A gleam of something higher and nobler than mere swashbuckling
was in every editorial eye. The idea developed, as
did the nobility and purity of Chivalry under Godfrey, the
Agamemnon of Tasso. In all truly representative editorial
minds the feeling grew that any power which their arms or
training gave them should be exercised in the defense of the
weak and oppressed. They renewed the old vow: “To
maintain the just rights of such as are unable to defend themselves.”
It was a great step—as far-reaching in its results
as was the promulgation of that oath in the age of Chivalry.

At this point rose the reporter. He had been recognized
for years as the coming servitor of the press. But a few of
him in the early days had been dissolute, had written without
32proper regard to facts, and had brought discredit not only on
himself but the chivalry which others believed in. He began
to brace up, to pull himself together, to be better educated,
to dress in excellent taste, and, above all, to write better
copy. Henry Murger had published a series of sketches
under the title “Scenes de La Vie de Bohéme.” These few
pictures described the Paris life of that period, beyond a
doubt; but here in New York a few bright men sought to
revive the spirit and the couleur de rose of the Quartier
Latin. It was a clever idea, but it didn’t last.

In one of the bleakest corners of the old graveyard at Nantucket
stands a monument to Henry Clapp, the presiding
genius of the Bohemian Club that sat for so many years in
Phaff’s cellar on Broadway. Its roll contained many of the
brightest names known in the history of the American press.
They were true Bohemians,—once defined by George William
Curtis as the “literary men who had a divine contempt
for to-morrow.” How cleverly those choice spirits wrote and
talked about their lives away back in the fifties. Get a file
of the New York Figaro, or some of the Easy Chair papers
in Harper’s of that period, and enjoy their cloud-land life! I
only quote one sentence and it is from “the Chair,” though
I half suspect Fitz James O’Brien, rather than George William
Curtis, penned it:—

“Bohemia is a roving kingdom—a realm in the air, like
Arthur’s England. It sometimes happens that, as a gipsy’s
child turns out to be a prince’s child, who, perforce, dwells in a
palace, so the Bohemian is found in a fine house and high society.
Bohemia is a fairyland on this hard earth. It is Arcadia in
New York.”

Ah! yes, this is all very beautiful, but rent had to be
paid; and the literary workers of to-day never forget that
journalism is the only branch of literature that from the
outset enables a man to live and pay his way. And yet
when we remember Henry Clapp, Fitz James O’Brien, N. G.
Shepherd, and Ned Wilkins, we feel that every working
newspaper man is better to-day because they struggled and
starved; because they lived in the free air of Bohemia.

With the worker in the art, “the struggle for existence”
begins with his first day’s apprentice task as a reporter.
####
#### EXERCISE DIRECTIONS:
Can you carry on the passage about newspaper reporters and the Bohemian press, picking up right after its final sentence?

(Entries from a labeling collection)
####
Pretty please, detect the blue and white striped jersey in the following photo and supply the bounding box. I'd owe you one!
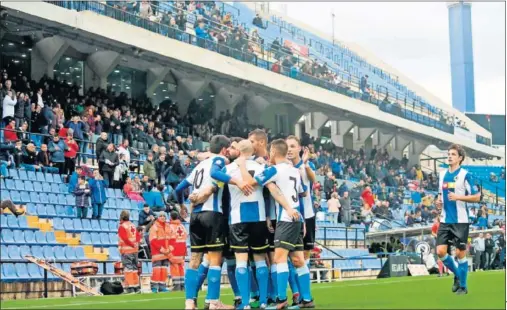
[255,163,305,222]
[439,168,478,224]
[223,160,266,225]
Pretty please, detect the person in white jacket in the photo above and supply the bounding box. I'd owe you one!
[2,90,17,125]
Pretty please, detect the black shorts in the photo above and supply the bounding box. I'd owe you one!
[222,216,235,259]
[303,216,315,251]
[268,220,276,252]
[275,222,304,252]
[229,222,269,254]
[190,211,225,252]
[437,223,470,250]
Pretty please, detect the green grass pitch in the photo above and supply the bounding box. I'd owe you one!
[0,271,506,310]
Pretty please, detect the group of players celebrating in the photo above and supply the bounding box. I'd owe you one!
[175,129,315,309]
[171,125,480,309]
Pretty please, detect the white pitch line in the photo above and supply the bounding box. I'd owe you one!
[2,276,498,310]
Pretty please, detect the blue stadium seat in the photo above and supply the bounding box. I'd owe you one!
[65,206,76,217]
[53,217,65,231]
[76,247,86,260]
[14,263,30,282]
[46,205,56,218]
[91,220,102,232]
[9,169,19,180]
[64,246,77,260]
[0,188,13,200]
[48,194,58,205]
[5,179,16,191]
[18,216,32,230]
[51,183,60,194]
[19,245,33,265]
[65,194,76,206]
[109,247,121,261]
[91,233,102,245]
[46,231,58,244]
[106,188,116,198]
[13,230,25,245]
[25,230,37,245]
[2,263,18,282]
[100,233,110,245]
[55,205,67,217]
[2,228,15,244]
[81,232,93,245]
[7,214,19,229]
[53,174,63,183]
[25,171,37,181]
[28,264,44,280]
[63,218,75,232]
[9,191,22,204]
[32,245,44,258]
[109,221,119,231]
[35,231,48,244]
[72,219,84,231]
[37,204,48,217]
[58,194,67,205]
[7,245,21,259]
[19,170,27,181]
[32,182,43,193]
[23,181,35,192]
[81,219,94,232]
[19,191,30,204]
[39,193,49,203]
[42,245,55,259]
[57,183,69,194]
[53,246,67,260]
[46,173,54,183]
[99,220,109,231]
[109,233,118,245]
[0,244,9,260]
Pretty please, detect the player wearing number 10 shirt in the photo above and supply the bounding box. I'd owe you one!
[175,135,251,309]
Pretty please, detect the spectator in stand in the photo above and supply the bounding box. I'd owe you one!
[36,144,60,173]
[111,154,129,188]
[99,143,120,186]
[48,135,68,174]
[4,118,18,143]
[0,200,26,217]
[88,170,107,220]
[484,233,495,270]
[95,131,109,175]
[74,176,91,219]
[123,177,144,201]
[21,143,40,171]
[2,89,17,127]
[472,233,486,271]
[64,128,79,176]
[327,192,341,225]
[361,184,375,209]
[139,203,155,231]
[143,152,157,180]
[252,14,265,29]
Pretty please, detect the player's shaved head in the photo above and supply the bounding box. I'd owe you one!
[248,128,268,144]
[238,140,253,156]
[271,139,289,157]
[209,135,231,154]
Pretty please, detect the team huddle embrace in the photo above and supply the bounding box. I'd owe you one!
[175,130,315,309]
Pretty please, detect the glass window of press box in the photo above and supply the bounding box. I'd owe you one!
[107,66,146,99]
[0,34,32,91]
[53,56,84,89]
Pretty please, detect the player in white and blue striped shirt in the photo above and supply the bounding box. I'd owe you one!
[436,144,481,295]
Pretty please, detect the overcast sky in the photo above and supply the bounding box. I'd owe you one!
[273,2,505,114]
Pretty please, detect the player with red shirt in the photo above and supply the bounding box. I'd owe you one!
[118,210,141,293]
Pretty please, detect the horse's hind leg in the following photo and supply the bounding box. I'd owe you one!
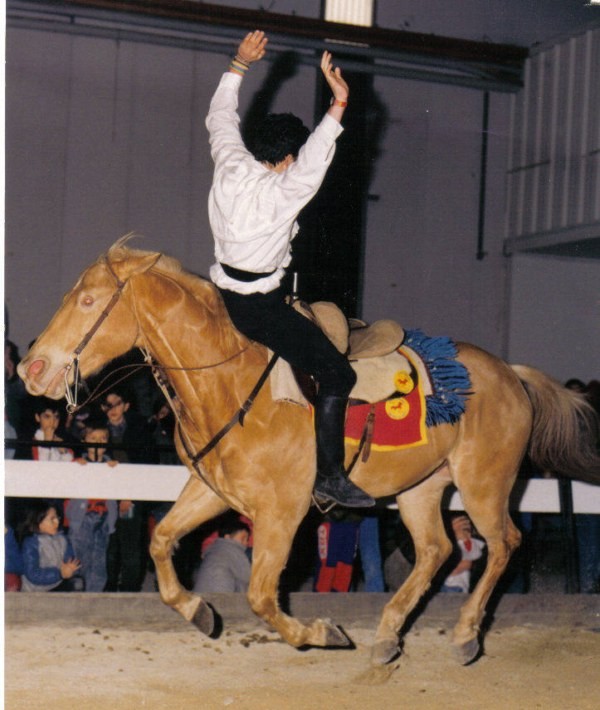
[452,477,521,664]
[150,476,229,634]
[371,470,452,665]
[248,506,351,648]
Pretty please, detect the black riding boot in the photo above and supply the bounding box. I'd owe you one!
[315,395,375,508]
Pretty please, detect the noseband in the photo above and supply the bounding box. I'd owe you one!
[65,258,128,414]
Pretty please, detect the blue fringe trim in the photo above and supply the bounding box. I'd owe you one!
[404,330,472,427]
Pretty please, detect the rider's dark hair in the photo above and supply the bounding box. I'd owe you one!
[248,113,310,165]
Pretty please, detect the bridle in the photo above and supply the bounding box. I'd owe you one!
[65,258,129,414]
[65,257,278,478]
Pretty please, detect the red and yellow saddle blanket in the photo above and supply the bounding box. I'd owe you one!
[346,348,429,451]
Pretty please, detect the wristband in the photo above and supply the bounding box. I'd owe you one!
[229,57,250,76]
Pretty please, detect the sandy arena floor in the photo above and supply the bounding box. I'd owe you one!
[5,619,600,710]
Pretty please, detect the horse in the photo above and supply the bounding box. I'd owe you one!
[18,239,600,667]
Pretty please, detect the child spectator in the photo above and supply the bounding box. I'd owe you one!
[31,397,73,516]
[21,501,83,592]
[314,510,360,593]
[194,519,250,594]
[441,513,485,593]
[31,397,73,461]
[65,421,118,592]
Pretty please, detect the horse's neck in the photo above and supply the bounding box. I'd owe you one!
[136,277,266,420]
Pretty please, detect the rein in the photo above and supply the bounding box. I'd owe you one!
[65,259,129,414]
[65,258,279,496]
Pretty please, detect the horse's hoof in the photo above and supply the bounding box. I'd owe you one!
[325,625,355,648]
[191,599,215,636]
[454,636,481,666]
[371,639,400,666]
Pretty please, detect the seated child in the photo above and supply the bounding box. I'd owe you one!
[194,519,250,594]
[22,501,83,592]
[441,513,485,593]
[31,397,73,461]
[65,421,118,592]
####
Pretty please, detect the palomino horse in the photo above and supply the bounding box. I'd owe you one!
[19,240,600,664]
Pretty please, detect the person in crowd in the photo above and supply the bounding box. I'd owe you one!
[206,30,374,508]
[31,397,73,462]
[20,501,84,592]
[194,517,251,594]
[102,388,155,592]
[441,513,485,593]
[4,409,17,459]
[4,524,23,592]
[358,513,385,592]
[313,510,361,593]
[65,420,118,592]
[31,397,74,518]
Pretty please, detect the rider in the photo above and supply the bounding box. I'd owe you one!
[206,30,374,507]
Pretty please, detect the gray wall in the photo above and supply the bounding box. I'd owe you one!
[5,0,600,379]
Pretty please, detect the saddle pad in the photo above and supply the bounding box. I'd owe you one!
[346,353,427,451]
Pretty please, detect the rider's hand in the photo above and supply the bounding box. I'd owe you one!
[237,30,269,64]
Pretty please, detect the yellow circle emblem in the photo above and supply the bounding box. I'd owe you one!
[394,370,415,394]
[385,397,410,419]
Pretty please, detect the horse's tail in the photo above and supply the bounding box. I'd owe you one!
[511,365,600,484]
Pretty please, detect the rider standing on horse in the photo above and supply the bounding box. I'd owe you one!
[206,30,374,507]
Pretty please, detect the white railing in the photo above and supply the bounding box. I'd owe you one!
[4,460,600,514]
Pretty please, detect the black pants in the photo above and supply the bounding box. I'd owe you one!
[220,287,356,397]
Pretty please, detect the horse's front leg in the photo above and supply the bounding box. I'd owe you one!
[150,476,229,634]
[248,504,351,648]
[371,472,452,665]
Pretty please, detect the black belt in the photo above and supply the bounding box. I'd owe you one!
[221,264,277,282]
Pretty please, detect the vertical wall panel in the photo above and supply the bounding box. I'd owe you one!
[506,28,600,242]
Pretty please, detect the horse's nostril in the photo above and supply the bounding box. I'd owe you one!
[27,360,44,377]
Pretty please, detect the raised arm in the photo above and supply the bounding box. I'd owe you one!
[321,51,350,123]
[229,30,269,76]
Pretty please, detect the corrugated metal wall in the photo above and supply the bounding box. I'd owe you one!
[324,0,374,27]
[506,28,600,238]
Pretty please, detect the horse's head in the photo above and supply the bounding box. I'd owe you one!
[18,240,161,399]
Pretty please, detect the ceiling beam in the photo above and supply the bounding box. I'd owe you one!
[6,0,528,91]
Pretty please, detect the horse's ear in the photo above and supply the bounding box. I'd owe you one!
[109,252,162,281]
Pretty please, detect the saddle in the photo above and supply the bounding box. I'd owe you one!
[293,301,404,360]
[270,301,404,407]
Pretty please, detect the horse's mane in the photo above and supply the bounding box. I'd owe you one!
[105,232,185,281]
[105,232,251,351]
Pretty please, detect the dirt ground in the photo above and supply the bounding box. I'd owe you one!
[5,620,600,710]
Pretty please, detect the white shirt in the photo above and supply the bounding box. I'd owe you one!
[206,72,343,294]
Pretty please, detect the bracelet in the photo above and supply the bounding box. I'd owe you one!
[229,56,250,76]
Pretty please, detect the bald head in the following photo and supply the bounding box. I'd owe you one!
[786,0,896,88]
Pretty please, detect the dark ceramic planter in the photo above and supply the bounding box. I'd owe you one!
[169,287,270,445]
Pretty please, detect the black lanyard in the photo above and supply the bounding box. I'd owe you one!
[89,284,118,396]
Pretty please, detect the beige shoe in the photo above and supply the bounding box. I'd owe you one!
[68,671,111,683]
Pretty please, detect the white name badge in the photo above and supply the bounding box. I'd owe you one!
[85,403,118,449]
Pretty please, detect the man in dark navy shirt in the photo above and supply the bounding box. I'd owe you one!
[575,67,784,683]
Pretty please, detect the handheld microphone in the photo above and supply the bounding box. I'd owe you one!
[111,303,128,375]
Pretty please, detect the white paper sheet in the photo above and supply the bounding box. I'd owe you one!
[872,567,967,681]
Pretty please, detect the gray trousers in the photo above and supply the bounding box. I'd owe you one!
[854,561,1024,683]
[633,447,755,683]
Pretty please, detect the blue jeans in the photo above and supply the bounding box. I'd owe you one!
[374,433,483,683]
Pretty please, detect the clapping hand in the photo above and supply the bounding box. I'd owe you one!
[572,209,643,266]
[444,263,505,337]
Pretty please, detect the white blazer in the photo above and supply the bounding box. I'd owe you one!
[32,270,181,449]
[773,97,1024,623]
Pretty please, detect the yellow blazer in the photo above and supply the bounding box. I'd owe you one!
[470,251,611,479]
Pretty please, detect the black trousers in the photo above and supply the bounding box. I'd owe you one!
####
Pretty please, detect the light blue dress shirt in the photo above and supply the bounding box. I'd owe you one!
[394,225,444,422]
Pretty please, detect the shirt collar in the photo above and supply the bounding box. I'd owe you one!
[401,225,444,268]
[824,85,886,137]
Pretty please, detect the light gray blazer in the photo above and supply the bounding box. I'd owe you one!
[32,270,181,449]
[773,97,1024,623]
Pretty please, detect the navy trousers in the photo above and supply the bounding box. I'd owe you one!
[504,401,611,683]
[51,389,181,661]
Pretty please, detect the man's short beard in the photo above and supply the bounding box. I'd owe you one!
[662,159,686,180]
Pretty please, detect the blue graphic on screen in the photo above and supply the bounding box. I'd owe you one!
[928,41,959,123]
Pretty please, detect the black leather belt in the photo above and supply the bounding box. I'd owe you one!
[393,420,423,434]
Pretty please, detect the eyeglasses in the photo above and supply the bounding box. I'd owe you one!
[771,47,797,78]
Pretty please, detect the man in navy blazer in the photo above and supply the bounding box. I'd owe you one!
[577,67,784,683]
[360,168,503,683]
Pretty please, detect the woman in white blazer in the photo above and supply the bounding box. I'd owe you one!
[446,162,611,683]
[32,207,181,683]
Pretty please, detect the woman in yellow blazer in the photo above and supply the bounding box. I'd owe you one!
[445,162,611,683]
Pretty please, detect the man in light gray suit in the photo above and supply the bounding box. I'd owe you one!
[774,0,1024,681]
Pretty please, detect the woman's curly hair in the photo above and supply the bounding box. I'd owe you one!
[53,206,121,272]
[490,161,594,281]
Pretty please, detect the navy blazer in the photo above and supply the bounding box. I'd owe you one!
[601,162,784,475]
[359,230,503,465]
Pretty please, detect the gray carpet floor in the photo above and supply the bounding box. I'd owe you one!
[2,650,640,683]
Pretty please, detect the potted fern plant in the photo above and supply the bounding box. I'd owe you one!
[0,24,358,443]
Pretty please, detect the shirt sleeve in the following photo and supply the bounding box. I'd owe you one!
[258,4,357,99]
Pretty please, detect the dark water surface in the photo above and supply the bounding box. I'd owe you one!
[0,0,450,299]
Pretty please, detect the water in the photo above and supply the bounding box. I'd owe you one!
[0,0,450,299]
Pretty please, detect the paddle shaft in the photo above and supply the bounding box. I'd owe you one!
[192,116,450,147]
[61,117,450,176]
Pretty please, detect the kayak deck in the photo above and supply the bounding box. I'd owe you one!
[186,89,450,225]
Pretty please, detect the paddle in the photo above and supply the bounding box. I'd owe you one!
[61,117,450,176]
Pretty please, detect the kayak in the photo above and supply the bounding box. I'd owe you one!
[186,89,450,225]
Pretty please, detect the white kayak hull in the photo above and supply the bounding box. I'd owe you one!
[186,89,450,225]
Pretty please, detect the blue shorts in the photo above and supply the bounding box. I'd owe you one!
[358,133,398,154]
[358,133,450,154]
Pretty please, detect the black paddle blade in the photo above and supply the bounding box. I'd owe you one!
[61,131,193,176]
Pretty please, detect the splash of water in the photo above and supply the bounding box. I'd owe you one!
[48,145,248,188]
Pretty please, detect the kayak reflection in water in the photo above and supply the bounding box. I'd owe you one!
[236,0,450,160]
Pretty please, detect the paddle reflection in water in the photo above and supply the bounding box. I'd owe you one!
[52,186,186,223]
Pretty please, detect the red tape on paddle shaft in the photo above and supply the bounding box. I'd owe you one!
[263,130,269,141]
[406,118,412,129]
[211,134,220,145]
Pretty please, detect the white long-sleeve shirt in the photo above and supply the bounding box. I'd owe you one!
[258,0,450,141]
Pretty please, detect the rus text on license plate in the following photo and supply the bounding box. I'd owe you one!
####
#### WRITTEN RESPONSE:
No man ever became a journalist who did not serve that
33apprenticeship. There is no hope for him outside of complete
success. It requires several years for him to learn to get
news and to properly write it. One failure will blight his
entire career. Unlike any other commercial commodity,
news once lost cannot be recouped.

Dr. Samuel Johnson was the first Parliamentary reporter.
He got a list of the speakers, then went to his lodgings in a
dingy court off Fleet Street and wrote out speeches for the
Lords and the Commons. He did this for years and not one
of the men so honored is on record as having denied the
accuracy of the report(?). Dr. Johnson made the reputations
of half a dozen men who are to-day mentioned among the
great English orators. They were honorable men, as the
world goes, but not one of them, except Edmund Burke, ever
acknowledged his indebtedness to Samuel Johnson. I never
have known a senator or congressman to thank a Washington
correspondent for making his speech presentable to educated
eyes. He has been known to grow warm in praise of
all classes of humanity, from Tipperary to Muscovy, but
never a word of commendation escapes his lips for a
newspaper man. He believes in philanthropy, but as
Napoleon said to Talleyrand, he “wants it to be a long way
off!” (Je veux seulement que ce soit de la philanthropie
lointaine.
)

With the rise of journalistic chivalry came the search for
news. It became a precious prize. The special correspondent
and reporter sought it. Truth was to be rescued from
oblivion! Facts began to be hunted for like the ambergris and
ivory of commerce. At first the search resembled the quest for
the Oracle of the Holy Bottle,—a test as to the public’s
opinion of news. What kind of service did the public want?
Adventure followed, as a matter of course, but love of
adventure was not the impelling motive.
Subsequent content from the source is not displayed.